■ Exercise set ■
**a)** In the passage about Lincoln's speech and Booth, what two groups does Lincoln talk of extending suffrage to?
**b)** According to the passage about Lincoln's speech and Booth, why do people in the audience begin slipping away into the night? Answer in one to three sentences.
**c)** Write what comes next in the passage about Lincoln's speech and Booth, picking up after its final sentence.

■ Passage provided ■
Begin
Lincoln is one of the best speakers in America, if not the world. He can read the mood of a crowd and adjust the cadence and rhythm of his voice for maximum effect, coaxing whatever emotion or response is needed to hold the audience in the palm of his hand. Lincoln’s voice is clear, his pronunciation distinct. He understands the power of words and emphasizes certain phrases to make a lasting impression. The Gettysburg Address is perhaps the best example of Lincoln’s oratorical genius.

But tonight there is no theatricality. No tricks. Just cold, hard facts, delivered in a somber and even depressing monotone. The speech is so long and so unexciting that people in the audience begin shifting their feet and then lowering their heads and slipping away into the night, off to search for a real celebration. Booth stays, of course. He doesn’t want to miss a single word. He listens as Lincoln talks of extending suffrage to literate blacks and those who fought for the Union.

Booth seethes at the outrageous notion that slaves be considered equal citizens of the United States, able to own property, vote, run for elected office, and maybe even marry white women. Suffrage, as preposterous as it sounds, means a black man might someday become president of the United States. Booth cannot let this ever happen.
End
■ Material supplied ■
Begin
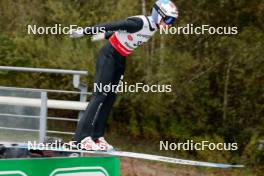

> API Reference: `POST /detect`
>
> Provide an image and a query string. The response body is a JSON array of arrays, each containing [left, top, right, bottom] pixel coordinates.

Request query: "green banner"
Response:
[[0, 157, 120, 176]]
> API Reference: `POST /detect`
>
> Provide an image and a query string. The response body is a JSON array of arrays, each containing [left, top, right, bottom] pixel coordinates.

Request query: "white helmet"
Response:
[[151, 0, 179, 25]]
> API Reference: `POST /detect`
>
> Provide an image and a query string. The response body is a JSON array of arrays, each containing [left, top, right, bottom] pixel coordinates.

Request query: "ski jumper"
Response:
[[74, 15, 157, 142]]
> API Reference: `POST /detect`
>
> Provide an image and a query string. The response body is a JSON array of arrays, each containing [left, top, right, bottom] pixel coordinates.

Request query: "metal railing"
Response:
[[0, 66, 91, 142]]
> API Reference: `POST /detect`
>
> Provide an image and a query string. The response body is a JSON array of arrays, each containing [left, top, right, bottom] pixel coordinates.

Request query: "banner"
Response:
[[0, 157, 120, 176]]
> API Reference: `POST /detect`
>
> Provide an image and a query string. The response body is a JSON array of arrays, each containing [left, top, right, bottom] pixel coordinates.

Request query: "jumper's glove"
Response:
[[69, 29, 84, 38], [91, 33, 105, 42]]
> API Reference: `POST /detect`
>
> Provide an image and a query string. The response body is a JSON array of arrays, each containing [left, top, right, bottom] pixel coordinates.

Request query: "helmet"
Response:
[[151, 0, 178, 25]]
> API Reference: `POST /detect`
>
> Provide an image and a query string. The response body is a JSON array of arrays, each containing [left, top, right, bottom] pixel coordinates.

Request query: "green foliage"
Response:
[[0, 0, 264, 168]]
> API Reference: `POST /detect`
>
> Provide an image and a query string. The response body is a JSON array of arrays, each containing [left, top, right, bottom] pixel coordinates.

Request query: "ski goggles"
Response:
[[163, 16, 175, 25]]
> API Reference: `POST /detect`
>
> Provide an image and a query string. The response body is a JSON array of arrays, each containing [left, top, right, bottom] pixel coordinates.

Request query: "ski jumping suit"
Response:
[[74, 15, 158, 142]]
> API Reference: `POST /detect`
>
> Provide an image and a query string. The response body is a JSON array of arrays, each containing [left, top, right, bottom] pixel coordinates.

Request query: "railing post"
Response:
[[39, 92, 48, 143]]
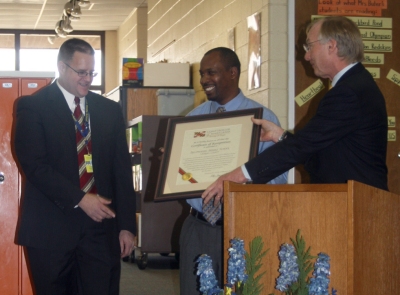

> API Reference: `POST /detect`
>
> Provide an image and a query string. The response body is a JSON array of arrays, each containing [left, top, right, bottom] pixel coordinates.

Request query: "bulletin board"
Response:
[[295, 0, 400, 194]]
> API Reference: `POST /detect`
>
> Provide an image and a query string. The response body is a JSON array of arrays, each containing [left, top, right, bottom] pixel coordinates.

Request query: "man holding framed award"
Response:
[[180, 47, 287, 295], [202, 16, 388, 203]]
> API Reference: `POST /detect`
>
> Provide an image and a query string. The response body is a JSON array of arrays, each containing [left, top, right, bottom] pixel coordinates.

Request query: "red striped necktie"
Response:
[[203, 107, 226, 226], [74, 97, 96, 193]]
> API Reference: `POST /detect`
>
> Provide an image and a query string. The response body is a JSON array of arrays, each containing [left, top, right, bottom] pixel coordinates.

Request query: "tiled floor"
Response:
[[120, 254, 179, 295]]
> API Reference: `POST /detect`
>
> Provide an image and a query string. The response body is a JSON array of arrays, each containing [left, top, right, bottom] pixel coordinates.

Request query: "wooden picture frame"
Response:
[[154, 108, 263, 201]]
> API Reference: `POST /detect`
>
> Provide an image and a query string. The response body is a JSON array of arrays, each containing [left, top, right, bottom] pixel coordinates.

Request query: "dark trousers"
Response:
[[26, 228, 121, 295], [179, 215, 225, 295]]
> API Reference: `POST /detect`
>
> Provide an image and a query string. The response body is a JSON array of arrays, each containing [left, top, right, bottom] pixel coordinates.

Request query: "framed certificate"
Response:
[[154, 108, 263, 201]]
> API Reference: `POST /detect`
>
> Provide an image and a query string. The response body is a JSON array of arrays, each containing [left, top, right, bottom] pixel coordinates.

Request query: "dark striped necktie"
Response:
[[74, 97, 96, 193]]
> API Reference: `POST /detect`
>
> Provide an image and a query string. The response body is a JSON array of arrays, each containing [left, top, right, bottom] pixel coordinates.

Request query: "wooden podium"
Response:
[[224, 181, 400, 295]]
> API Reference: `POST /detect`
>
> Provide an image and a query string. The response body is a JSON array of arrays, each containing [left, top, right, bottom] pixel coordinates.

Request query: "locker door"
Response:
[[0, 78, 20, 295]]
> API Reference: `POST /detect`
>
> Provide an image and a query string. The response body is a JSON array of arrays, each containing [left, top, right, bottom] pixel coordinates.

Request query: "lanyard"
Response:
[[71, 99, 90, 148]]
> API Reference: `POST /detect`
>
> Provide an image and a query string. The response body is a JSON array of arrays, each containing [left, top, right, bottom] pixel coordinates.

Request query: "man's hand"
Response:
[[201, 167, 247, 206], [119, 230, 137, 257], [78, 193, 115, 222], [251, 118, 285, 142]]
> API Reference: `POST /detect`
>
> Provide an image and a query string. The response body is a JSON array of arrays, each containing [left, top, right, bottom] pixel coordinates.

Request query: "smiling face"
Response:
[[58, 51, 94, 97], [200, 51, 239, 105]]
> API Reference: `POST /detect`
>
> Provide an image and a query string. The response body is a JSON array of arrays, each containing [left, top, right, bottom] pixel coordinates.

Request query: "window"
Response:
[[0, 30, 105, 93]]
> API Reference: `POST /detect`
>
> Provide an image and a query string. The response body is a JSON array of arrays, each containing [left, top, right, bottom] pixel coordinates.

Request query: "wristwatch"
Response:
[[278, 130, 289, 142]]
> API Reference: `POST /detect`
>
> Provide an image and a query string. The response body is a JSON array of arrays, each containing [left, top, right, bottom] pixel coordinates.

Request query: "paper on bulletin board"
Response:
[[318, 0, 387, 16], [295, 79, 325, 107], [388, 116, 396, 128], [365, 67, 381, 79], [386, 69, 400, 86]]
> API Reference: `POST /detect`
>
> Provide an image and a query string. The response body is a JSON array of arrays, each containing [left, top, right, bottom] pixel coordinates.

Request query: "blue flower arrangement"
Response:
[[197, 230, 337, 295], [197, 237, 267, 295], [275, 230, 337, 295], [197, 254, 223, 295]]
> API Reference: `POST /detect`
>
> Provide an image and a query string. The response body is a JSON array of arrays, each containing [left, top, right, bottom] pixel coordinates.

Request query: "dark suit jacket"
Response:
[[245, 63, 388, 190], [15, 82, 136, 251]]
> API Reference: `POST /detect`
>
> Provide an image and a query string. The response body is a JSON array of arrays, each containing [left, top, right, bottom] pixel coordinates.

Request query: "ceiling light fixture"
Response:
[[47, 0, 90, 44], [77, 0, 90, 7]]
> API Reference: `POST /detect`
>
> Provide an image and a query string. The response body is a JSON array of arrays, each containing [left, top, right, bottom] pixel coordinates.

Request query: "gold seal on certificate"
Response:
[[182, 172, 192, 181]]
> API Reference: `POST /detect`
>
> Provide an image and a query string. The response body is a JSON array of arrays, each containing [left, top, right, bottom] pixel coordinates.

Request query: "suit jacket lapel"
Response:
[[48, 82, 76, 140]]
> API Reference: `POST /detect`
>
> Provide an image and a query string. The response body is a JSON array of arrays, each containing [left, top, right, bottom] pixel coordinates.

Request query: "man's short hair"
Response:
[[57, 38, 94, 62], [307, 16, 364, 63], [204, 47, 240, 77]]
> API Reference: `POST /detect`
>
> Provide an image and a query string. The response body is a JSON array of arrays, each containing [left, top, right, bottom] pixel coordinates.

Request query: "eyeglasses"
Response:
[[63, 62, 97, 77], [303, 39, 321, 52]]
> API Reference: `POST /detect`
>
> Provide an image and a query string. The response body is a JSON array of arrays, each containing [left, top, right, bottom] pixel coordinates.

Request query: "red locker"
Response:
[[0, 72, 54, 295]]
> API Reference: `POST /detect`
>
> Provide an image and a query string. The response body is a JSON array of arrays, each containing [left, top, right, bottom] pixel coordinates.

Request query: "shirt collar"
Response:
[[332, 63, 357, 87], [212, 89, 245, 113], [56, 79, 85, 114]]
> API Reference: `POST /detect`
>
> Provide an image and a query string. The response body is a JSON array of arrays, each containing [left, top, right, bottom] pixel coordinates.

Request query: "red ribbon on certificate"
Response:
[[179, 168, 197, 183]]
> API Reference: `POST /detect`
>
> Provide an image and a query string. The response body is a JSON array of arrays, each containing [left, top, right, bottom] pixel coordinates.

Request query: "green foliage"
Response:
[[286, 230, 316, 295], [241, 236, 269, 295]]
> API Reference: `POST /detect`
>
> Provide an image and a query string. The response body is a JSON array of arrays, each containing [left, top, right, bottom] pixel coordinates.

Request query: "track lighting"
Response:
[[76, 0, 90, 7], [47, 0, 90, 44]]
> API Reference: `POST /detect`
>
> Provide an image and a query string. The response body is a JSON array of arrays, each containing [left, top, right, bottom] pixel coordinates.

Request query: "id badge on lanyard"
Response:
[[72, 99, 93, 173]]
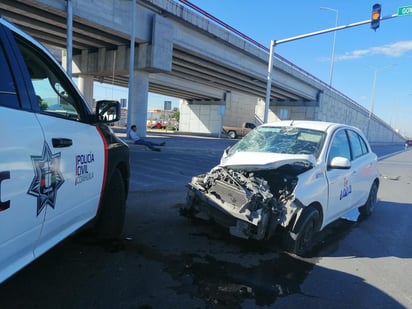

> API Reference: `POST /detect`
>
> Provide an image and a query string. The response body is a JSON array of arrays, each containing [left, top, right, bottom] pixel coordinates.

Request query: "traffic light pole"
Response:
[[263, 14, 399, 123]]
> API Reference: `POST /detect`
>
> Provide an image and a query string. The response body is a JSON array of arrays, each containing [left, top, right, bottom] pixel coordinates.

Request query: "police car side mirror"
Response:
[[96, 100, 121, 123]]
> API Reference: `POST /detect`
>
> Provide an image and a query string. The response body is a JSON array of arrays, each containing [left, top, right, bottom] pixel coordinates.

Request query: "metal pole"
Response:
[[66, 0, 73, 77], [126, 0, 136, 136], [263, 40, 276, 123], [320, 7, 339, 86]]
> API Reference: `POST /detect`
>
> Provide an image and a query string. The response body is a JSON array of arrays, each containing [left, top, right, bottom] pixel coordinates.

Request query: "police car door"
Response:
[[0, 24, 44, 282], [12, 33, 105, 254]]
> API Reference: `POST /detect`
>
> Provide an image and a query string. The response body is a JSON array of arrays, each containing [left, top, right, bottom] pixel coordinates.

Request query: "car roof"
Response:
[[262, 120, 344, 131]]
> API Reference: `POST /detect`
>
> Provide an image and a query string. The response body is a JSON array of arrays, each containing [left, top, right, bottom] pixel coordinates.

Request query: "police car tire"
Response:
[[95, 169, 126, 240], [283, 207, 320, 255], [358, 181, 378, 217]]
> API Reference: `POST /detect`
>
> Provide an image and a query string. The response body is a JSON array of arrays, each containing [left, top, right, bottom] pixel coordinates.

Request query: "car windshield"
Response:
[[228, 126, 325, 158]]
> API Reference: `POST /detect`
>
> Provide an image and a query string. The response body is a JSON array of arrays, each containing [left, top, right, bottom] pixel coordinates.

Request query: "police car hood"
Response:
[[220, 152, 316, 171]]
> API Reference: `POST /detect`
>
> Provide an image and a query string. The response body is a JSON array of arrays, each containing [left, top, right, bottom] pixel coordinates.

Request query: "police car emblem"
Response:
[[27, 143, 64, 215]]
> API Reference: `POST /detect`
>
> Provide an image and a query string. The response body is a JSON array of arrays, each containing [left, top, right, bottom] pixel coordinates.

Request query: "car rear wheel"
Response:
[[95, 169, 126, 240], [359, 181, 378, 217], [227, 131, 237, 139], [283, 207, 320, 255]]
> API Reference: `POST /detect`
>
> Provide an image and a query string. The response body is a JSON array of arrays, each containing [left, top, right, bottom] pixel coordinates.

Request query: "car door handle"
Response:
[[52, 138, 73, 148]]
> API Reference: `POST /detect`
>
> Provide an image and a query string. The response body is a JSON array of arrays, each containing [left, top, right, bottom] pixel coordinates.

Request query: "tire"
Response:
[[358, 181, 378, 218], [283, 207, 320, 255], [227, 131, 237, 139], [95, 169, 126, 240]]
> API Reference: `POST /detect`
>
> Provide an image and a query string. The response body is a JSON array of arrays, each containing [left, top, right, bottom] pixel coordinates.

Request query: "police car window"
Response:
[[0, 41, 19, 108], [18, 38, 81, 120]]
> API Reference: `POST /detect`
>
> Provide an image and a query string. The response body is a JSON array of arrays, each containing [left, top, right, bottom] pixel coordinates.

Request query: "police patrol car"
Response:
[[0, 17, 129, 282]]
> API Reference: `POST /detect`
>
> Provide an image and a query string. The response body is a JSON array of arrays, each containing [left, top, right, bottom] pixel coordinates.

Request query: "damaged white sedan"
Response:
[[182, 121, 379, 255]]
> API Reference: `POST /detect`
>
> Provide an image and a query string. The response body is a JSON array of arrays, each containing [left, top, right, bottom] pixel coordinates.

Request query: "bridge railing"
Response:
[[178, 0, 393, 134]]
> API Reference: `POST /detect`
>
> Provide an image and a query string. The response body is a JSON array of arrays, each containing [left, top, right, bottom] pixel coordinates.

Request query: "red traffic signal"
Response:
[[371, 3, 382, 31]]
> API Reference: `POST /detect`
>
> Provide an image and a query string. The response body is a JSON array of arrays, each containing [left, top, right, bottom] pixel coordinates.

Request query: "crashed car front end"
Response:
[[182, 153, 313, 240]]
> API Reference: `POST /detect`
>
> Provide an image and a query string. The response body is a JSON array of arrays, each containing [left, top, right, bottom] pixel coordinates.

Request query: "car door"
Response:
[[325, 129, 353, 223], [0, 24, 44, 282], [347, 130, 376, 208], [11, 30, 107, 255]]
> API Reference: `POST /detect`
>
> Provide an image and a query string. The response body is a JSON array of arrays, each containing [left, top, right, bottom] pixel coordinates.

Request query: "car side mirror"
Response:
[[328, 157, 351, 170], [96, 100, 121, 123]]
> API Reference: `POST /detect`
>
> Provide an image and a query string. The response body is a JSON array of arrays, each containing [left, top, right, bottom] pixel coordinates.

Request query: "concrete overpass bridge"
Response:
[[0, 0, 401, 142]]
End
■ Responses per task ■
**a)** Literate blacks and those who fought for the Union.

**b)** The speech is so long and so unexciting that people grow restless. They start shifting their feet and lowering their heads, then leave to look for a real celebration.

**c)**
“That means nigger citizenship,” he hisses, pointing to the navy revolver on Powell’s hip. Fourteen inches long, with a pistol sight and a .36-caliber round, the Colt has more than enough pop to kill Lincoln from such close range. “Shoot him now,” Booth commands Powell. “Put a bullet in his head right this instant.”

Powell is a dangerous young man, with powerful shoulders and a psychotic temper. But he refuses to draw his weapon. He is terrified of offending Booth but even more afraid of this mob, which would surely tear him limb from limb.

Booth sizes up the situation. It would be easy enough to grab Powell’s gun and squeeze off a shot or two before the crowd overpowers him. But now is not the time to be impulsive. Booth certainly doesn’t tell this to Powell. Instead he lets Powell believe that he has let Booth down. Only when Powell believes that he has really and truly disappointed Booth will he begin thinking of ways to make it up to him. And that’s when Booth will tell him about his amazing new plan.

“I’ll put him through,” Booth sneers, planting another seed about assassination in the minds of Powell and Herold. “By God. I’ll put him through.”

Then Booth spins around and fights his way back out of the crowd. Twenty-four hours ago he was still thinking of ways to kidnap the president. Now he knows just where and how and when he will shoot Abraham Lincoln dead.

The date will be Thursday, April 13.

Or, as it was known back in Julius Caesar’s time, the ides.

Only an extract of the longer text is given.